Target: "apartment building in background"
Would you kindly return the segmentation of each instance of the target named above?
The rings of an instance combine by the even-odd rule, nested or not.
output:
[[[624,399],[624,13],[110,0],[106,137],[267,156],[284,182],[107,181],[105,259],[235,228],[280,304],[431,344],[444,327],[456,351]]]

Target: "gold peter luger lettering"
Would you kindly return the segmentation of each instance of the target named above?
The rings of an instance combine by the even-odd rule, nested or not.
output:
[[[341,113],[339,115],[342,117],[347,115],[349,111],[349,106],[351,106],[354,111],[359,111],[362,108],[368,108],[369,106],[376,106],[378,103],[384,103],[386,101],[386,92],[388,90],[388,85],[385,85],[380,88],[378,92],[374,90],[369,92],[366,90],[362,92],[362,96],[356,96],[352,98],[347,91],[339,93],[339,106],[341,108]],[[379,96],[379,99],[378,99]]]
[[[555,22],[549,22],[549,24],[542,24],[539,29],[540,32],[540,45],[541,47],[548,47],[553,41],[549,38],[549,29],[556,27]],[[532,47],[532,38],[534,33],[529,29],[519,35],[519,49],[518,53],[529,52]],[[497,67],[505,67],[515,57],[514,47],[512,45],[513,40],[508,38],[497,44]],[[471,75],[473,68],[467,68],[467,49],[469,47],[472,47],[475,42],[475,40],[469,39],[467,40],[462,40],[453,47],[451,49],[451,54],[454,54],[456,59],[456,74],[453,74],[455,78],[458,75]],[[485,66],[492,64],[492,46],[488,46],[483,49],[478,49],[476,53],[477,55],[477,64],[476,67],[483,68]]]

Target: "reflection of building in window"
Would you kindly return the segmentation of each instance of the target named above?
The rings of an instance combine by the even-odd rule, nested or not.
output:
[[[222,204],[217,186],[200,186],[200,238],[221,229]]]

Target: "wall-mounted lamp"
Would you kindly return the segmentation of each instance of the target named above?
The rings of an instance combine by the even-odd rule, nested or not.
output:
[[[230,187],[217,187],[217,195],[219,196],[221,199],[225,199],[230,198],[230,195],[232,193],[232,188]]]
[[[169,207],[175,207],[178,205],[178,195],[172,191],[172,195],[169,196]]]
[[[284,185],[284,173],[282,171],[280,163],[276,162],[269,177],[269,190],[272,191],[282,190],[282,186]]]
──────────────────────────────
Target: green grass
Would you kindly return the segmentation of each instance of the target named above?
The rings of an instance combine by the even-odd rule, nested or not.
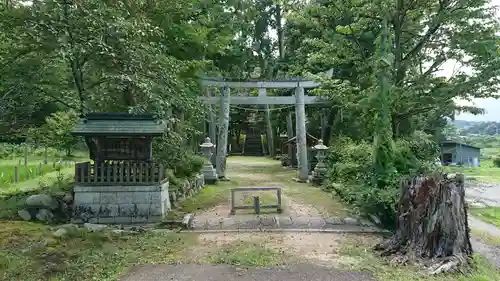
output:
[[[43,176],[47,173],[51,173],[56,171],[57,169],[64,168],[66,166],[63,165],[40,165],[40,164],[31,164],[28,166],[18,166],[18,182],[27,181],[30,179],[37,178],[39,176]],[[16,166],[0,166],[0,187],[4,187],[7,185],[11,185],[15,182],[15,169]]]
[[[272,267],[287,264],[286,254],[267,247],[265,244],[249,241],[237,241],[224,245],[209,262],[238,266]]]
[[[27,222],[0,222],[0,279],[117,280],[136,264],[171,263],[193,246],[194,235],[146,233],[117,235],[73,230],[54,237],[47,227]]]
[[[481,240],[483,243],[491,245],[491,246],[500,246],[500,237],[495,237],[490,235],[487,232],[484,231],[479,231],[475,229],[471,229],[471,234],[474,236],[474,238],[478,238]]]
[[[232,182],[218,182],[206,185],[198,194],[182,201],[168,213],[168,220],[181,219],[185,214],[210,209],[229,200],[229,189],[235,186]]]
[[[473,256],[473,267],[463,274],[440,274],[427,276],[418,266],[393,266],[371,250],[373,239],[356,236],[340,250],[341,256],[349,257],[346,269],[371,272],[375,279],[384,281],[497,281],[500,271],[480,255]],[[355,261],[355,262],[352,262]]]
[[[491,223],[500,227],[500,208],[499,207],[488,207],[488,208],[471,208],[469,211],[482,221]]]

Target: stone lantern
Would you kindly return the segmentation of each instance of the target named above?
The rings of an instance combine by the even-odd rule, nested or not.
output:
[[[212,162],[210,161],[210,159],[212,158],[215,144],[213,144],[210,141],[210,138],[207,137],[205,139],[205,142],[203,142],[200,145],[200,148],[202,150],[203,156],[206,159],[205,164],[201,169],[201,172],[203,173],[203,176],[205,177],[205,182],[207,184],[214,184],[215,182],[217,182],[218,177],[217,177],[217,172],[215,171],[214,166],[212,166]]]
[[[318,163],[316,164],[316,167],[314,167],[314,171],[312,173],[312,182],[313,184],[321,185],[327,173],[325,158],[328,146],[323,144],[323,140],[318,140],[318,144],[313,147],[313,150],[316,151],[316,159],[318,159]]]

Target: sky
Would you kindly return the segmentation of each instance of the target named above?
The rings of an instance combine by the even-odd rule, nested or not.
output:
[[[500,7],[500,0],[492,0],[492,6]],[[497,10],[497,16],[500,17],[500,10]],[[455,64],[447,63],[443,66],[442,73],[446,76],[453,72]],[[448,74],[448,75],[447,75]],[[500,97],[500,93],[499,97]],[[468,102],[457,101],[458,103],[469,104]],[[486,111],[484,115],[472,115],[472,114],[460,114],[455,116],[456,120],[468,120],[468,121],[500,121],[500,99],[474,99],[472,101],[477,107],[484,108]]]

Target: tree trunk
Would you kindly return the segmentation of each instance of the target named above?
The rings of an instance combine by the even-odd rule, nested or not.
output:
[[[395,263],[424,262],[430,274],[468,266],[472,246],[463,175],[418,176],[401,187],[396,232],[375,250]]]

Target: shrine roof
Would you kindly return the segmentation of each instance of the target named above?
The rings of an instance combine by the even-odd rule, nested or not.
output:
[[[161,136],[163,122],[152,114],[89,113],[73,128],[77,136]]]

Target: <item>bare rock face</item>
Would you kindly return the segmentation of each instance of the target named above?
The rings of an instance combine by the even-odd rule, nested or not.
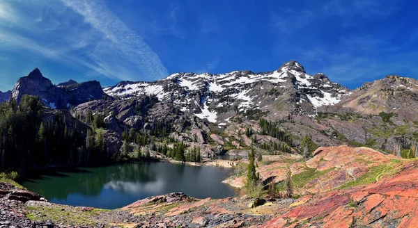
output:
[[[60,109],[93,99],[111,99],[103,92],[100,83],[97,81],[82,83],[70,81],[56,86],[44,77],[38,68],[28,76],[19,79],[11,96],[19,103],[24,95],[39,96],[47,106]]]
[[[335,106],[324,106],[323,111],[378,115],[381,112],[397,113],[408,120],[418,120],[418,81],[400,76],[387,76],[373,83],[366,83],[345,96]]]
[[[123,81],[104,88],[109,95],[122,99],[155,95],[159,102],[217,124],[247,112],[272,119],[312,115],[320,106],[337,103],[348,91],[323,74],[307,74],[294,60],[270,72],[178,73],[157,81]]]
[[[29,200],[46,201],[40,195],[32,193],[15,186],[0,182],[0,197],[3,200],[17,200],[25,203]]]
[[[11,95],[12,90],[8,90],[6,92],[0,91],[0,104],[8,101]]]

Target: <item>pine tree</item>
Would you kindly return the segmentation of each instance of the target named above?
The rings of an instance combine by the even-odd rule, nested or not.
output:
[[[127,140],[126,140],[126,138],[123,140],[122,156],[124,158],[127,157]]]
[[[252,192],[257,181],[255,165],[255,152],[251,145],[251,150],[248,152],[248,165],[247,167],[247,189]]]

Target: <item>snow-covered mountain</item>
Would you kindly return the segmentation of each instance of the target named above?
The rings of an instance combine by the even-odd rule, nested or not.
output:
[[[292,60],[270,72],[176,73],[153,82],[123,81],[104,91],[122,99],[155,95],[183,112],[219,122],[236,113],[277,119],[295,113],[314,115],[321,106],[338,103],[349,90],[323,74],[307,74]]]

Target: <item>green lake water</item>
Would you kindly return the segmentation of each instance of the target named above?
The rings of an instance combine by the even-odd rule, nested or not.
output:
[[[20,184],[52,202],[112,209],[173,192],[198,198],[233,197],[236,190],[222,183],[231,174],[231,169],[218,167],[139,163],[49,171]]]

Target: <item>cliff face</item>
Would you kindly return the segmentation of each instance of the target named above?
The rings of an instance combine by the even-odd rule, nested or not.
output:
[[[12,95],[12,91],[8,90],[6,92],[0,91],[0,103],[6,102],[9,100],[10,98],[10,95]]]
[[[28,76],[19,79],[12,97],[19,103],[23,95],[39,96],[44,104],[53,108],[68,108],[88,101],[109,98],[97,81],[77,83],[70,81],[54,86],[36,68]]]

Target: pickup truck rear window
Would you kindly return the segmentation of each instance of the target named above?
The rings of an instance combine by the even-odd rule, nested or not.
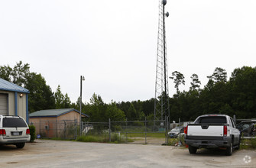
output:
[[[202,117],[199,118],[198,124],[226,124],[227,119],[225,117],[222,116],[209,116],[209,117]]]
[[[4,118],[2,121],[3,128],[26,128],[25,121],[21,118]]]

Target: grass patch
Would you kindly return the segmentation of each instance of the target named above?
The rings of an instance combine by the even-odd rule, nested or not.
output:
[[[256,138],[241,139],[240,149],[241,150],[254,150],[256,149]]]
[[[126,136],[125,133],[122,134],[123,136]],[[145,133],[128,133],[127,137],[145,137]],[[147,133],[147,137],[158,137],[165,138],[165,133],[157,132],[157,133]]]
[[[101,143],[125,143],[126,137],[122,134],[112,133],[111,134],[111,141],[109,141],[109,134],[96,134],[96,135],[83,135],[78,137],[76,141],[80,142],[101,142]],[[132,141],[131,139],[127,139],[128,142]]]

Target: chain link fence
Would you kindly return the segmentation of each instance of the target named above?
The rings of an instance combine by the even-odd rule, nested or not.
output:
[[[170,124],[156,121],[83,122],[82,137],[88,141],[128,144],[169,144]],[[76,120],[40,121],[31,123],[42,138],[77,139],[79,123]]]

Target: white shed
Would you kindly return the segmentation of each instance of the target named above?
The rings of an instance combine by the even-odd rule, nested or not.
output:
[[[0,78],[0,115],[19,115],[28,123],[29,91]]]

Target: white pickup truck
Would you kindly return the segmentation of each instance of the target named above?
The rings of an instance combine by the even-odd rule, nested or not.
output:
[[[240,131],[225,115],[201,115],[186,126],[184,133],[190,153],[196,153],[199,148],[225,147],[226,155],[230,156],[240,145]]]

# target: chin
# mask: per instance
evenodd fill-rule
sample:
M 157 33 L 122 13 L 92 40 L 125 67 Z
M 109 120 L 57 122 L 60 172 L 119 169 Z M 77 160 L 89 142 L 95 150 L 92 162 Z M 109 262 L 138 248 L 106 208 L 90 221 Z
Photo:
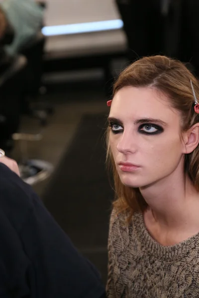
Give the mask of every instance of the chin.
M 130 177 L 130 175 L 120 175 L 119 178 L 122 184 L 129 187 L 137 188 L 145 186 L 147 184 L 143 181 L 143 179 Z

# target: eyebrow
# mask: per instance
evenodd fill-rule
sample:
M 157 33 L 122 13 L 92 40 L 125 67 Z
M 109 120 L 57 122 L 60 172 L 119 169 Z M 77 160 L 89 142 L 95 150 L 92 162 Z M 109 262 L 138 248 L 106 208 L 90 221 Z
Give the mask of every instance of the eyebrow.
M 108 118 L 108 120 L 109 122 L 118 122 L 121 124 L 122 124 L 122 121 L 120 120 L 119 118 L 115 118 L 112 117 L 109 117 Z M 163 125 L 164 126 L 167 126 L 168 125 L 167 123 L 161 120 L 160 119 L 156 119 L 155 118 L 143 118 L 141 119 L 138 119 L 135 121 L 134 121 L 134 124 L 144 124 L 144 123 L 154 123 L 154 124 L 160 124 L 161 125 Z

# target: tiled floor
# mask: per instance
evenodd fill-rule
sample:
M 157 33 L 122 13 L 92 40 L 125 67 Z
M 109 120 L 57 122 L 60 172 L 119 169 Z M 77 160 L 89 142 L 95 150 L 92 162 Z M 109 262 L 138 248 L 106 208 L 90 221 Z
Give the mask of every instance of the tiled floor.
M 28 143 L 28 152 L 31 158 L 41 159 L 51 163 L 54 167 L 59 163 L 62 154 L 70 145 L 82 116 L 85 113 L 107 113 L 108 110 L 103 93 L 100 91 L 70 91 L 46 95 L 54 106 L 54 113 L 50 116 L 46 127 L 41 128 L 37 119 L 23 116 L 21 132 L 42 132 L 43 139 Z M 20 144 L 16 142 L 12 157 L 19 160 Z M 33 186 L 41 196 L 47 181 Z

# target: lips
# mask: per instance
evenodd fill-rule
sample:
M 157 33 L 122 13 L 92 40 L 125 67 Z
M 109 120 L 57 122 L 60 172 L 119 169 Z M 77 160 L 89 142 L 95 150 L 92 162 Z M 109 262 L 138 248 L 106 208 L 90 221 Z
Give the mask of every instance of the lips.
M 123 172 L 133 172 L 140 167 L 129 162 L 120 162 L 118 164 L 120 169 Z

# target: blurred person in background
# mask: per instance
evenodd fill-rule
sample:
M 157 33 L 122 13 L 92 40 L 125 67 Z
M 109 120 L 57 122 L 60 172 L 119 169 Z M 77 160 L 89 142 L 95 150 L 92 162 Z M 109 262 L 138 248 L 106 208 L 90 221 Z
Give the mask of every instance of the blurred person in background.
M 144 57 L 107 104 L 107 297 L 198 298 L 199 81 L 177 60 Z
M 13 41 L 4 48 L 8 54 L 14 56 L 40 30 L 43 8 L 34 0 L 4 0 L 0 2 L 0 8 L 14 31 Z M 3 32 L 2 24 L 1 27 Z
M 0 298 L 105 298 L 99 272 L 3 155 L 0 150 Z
──────────────────────────────
Reproduce the material between the lines holding "Target: <item>green lake water</item>" and "[[[0,78],[0,115],[19,115],[28,123],[29,91]]]", inclusive, with every coordinate in the polygon outlines offset by -11. Copy all other lines unchanged, and leave the pictures out.

| Final answer |
Target: <item>green lake water</item>
Would you kindly return the segmentation of each instance of the target named above?
The rings of an instance combine by the even-odd rule, nested or not.
output:
[[[9,173],[41,191],[101,198],[162,181],[187,187],[222,186],[225,179],[211,172],[220,163],[220,158],[207,156],[128,152],[38,160]]]

Target: <item>cliff face</item>
Would you kindly return the segmentation of each instance of the target named above?
The rings of an instance combine by the even-odd rule, nested or not.
output:
[[[1,84],[1,80],[-3,79],[-5,81],[-11,80],[-11,92],[-5,91],[-2,89],[-1,87],[-1,84]]]
[[[17,65],[8,68],[1,86],[8,92],[12,84],[28,85],[33,93],[42,97],[57,97],[77,90],[98,87],[86,70],[66,72],[59,70],[43,75],[25,57]]]

Target: pickup truck rear window
Would you kindly return the segmentation of each instance of the target named above?
The rings of an instance combine by the even-odd rule, nested or not.
output:
[[[191,106],[188,107],[187,113],[215,113],[216,108],[214,106],[211,105],[198,105],[198,106]]]
[[[-7,107],[-9,110],[-8,117],[15,117],[14,110],[10,107]]]

Target: grass patch
Would you kindly return the segmentation of each instance of the target named above?
The rings of an instance combine by the even-odd rule, nested or not.
output:
[[[245,127],[230,128],[229,138],[230,139],[243,139],[245,138]]]
[[[115,125],[114,122],[111,123],[112,125]],[[134,122],[117,122],[116,126],[134,126]],[[136,122],[136,126],[147,126],[154,127],[154,122],[146,121],[146,122]]]
[[[90,132],[114,132],[115,126],[111,123],[101,122],[100,123],[100,130],[98,130],[98,123],[85,123],[85,124],[72,124],[67,126],[65,130],[69,131],[90,131]],[[121,130],[120,128],[116,128],[117,131]]]

Target: chain link fence
Would you kindly return the segmentation of each instance of the target named above?
The rings of an instance combine by the even-odd rule, nested or not.
output:
[[[159,113],[145,110],[72,111],[71,126],[77,130],[117,133],[158,133]],[[65,109],[29,110],[20,112],[31,127],[66,128],[68,112]]]

Target: white shed
Would you kindly return the segmentation of each instance of the target named above?
The rings of an instance combine by the even-odd rule, nested or not.
output:
[[[-11,67],[-11,104],[8,104],[17,112],[18,80]]]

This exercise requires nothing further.